→ Exercise
Make an exact copy of the entries below.

→ Records supplied
Content starts
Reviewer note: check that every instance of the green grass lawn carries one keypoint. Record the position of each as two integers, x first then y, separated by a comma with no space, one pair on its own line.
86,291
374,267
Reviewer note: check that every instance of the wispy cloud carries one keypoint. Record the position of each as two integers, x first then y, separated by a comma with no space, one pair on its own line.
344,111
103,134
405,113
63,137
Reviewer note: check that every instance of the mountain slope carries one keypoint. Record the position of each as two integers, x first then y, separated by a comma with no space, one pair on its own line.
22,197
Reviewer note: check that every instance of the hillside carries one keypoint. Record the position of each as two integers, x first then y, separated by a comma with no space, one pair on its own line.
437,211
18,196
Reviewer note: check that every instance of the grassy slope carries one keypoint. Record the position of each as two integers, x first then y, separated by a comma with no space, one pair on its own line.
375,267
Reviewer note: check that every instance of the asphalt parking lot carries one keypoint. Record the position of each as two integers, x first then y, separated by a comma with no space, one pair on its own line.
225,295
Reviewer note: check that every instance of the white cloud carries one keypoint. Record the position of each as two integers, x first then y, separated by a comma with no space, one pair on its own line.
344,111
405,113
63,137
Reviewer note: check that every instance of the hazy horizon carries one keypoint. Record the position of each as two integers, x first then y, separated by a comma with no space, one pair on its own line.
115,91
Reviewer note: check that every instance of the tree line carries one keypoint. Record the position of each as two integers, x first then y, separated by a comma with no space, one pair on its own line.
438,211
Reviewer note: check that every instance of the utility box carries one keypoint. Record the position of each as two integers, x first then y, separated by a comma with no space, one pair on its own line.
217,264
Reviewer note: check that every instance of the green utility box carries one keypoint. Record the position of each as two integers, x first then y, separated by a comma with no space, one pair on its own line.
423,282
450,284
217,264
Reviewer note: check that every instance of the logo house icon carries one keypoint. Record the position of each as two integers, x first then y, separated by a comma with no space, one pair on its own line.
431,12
Content ends
→ Task response
Reviewer note: check that every instance of the green grass lawn carries one keypoint. Record the position of each as two integers, x first then y, separated by a comma with no space, one pair on its own line.
86,291
374,267
Reviewer note: check that every instance of the wispy cloud carries one keypoint. Record the position of each as two integers, x first then y, separated by a comma with no space, one pair on its own line.
344,111
103,134
405,113
63,137
Reviewer note: check that every instance of the mountain slope carries one keypoint. Record the position of each as two integers, x first then y, separated by a comma with no space, one pair on its own line.
22,197
Reviewer note: check that every instance of the hillside carries one keypoint. Record the position of each as two integers, x first then y, separated by a comma with no space, one pair on its own line.
437,211
18,196
Reviewer note: check that every instance of the grassy slope carries one keypoint. Record the position of each as two integers, x first then y, separated by a comma with no space, one pair on its own line.
375,267
Reviewer note: check that every instance of the asphalt parking lot carries one keypoint. Record the position of each as two integers, x first then y, separated by a comma with no space, one pair on its own line.
225,295
Reviewer note: check that every instance of the white cloud carries one keypoint. Record the position of each as two integers, x first then y, separated by a comma with no space, one pair on its own line.
344,111
405,113
63,137
Reviewer note: check that every instance of the hazy horizon carries one keypoint. Record the position of each as two integers, x first then y, separated by a comma with no space, one pair on its own line.
115,91
Reviewer note: check that every instance of the tree line carries one keypoint. Record the position of each as two integers, x first then y, separated by a comma with no space, one pair on its own line.
438,211
Reviewer note: check that every instance of the utility box carries one keypoint. Record the position of each as two integers, x first then y, separated by a comma with no space, one pair on its own line.
217,264
Reviewer note: check that every instance of the green utility box carries one keypoint. Record the position of each as two integers, x first then y, separated by a comma with no space, one pair on its own line.
423,282
450,284
217,264
Reviewer note: check that every instance of the logo house icon carries one keypoint. Record the position of each as two integers, x first then y, separated by a comma with no space, one pair on its own line.
431,12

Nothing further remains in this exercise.